WHAT THE TASK ASKS
Any picture among the records should be left out, please; retype the rest exactly.

+--

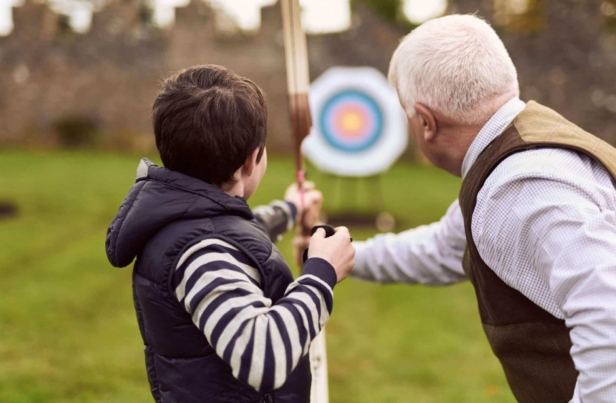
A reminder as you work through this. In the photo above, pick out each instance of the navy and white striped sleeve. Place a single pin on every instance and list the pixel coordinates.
(261, 341)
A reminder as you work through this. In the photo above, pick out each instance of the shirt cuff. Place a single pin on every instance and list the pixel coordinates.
(322, 269)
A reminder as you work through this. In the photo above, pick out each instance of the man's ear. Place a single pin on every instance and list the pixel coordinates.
(428, 121)
(251, 162)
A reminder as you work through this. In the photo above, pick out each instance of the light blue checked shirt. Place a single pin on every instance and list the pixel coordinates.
(550, 214)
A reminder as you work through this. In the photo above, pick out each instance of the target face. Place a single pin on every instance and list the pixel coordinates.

+--

CORRECT RESPONSE
A reminder as you work through this. In the photo above, pick out each instance of the navy and white striped sleeve. Place a single pin on every instance and list the pixel coordinates.
(261, 341)
A reminder as you work through this. In the photo above, pick out each instance of the shirt cuff. Place a single pin on every instance and list the pixel coordinates.
(322, 269)
A reminder as you work through this. In the photo above, pick out each instance of the man's ear. Place a single pin on every instance and list the pixel coordinates.
(428, 121)
(251, 162)
A reminder as you work through this. In the photo above, pick out each instance of the light blue checked shirt. Place a single pin on every instance and list the pixel coordinates.
(550, 214)
A reminder as you work through this. In the photo above, pick out each instance of the target face. Place a single pin on every instance and list the pixel coordinates.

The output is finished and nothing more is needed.